● Written task 1: From the braille translator article, copy out the passage that opens with the words "A braille translator" and closes with "in a computer.".
● Written task 2:
Answer these from the braille translator article:
(a) Which braille peripheral produces a hard copy of the newly created braille?
(b) Does a braille translator perform any language translation?
(c) For the purposes of the article, what does the word "inkprint" mean?

● Text provided:

** start **

= Braille translator =

Software program used to translate text into braille script

A braille translator is a software program that translates electronic text (such as an MS-Word file) into braille and sends it to a braille peripheral, such as a braille embosser (which produces a hard copy of the newly created braille). Typically, each language needs its own braille translator. Despite the use of the word translator, there is no language translation. Even in the simplest situation, such as Dutch braille, has complex rules for capitalization, emphasis, punctuation, typographic symbols, and page formatting.

==Description==

For the purposes of this article, the word "inkprint" means text prepared for reading by the eye, whether printed, displayed on a screen, or stored in a computer; "braille" means text prepared for reading by the finger, whether brailled, displayed on an electronic device, or stored in a computer.

Braille translation software or embedded hardware converts inkprint into braille or braille into inkprint. Usually, someone has inkprint in a word processor file or at an URL and wants braille. The braille could be sent to a braille embosser to produce physical braille or to a braille notetaker. Another circumstance is that someone has braille in an electronic braille notetaker that they want to produce in inkprint to be shared with someone who does not read braille.

** end **

● Material:
** start **

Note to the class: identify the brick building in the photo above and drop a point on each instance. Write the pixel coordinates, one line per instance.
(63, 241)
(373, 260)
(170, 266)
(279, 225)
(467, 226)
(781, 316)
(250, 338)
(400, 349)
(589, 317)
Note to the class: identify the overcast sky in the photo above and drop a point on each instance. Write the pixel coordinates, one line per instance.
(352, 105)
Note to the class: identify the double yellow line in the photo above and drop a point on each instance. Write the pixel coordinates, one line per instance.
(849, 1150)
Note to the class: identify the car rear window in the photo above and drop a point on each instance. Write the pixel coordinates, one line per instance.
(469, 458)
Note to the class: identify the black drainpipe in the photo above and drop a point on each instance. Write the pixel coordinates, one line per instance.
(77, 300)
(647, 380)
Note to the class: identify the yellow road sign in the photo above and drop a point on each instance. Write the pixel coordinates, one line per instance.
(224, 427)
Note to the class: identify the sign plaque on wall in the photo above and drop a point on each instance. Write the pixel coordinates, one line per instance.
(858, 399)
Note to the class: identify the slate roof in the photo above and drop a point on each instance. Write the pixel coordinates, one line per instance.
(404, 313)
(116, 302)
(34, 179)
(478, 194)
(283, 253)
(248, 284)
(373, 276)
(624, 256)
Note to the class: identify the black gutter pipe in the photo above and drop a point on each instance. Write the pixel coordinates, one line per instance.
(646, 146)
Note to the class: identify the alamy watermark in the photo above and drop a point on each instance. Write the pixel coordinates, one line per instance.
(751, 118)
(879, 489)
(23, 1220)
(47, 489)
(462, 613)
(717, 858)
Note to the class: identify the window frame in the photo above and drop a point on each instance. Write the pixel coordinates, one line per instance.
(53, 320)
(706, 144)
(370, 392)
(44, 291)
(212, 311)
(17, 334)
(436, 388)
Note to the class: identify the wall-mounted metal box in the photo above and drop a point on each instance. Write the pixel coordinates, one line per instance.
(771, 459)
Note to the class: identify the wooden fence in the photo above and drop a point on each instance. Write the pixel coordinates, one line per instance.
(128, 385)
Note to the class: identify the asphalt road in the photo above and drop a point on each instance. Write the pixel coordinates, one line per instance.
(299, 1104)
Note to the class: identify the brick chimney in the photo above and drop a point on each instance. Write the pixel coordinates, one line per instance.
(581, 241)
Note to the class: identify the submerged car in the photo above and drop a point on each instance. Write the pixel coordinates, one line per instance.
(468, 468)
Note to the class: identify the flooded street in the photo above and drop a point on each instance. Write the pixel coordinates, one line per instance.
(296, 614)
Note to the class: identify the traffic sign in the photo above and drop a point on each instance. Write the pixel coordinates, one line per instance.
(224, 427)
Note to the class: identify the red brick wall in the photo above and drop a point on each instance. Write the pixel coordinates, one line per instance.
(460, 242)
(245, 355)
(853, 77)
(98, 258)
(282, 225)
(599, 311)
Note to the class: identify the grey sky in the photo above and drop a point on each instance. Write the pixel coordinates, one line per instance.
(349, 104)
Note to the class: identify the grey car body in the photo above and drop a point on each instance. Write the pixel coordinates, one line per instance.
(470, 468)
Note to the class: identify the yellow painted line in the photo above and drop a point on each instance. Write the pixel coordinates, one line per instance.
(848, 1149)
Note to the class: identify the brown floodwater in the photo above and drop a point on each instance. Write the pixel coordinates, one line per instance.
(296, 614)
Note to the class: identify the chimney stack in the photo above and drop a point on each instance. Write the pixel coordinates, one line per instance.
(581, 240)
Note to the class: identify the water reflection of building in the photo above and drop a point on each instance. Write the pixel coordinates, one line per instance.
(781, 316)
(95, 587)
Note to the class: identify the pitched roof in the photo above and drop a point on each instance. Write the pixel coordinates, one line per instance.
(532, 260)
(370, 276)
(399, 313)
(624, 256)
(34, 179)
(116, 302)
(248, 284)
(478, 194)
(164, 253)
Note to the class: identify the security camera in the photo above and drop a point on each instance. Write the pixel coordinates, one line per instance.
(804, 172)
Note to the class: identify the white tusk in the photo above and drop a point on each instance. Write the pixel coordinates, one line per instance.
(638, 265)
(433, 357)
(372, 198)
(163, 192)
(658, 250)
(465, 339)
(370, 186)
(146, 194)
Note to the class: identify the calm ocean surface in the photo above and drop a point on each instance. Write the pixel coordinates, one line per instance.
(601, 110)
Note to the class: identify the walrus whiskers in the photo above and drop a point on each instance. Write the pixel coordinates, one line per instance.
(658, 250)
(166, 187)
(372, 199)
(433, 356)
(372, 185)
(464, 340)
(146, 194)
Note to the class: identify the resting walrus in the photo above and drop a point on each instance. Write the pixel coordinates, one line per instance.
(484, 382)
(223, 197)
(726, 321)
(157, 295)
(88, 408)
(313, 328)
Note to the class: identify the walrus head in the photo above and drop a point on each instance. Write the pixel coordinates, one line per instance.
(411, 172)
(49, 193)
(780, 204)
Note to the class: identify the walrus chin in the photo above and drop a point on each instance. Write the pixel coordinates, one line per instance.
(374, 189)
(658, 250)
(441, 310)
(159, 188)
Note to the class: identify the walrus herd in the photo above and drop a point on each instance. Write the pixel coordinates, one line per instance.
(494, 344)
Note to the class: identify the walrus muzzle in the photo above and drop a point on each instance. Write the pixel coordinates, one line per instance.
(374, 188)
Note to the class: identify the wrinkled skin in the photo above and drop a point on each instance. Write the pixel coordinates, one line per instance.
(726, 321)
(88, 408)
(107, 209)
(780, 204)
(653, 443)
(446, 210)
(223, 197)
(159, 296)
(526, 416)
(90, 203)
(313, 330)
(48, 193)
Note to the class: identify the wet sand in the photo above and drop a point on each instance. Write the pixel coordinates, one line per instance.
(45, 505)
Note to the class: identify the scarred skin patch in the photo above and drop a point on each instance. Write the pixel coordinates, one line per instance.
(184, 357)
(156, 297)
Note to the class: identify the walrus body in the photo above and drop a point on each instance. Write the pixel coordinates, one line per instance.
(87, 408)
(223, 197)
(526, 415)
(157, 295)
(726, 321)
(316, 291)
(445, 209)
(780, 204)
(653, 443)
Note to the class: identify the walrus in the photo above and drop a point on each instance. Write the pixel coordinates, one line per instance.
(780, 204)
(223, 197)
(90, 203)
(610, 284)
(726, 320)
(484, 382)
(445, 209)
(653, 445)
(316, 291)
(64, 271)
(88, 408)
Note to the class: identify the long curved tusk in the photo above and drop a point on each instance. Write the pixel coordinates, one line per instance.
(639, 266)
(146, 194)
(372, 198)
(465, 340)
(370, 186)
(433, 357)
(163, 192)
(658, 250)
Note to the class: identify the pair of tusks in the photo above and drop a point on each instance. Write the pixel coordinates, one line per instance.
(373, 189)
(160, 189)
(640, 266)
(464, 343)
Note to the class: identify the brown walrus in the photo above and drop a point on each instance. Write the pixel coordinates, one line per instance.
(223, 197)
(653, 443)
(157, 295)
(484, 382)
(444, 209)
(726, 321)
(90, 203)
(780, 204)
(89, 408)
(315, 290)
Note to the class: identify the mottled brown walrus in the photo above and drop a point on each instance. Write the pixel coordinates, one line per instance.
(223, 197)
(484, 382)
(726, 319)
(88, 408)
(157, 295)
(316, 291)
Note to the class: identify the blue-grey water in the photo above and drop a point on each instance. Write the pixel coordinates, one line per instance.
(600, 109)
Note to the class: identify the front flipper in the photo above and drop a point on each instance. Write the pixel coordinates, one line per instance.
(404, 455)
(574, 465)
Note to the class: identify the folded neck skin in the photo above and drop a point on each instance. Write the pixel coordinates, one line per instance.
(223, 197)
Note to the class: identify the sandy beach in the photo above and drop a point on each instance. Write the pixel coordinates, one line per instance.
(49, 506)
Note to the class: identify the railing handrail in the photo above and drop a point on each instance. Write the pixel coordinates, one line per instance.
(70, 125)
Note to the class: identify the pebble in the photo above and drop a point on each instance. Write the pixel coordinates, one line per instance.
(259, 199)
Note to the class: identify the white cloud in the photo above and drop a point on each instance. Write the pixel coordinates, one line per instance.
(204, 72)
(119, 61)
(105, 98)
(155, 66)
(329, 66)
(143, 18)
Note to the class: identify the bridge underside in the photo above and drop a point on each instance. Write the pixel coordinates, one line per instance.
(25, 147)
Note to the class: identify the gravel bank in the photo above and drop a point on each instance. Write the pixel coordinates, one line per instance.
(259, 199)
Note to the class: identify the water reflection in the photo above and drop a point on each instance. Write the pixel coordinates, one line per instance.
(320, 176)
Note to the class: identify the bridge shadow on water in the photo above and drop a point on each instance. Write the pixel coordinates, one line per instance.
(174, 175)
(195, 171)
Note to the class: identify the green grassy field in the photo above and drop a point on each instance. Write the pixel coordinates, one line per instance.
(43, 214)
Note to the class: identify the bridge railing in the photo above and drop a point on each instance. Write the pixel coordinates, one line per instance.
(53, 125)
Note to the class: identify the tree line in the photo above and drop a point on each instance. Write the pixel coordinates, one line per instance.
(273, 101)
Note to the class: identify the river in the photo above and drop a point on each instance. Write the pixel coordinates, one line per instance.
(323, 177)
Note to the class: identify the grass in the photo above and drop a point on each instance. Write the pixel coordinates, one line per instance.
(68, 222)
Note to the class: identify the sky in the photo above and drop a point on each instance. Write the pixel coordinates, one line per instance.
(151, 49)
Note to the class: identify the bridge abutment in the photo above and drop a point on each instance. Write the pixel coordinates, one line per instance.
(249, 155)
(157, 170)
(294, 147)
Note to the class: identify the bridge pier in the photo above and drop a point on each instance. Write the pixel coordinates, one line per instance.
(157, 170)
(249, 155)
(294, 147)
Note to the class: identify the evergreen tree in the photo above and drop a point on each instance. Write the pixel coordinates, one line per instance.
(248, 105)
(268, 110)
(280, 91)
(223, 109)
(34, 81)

** end **

● Written response 1:
A braille translator is a software program that translates electronic text (such as an MS-Word file) into braille and sends it to a braille peripheral, such as a braille embosser (which produces a hard copy of the newly created braille). Typically, each language needs its own braille translator. Despite the use of the word translator, there is no language translation. Even in the simplest situation, such as Dutch braille, has complex rules for capitalization, emphasis, punctuation, typographic symbols, and page formatting.

==Description==

For the purposes of this article, the word "inkprint" means text prepared for reading by the eye, whether printed, displayed on a screen, or stored in a computer; "braille" means text prepared for reading by the finger, whether brailled, displayed on an electronic device, or stored in a computer.

● Written response 2:
(a) A braille embosser.
(b) No. Despite the word "translator," there is no language translation.
(c) Text prepared for reading by the eye, whether printed, displayed on a screen, or stored in a computer.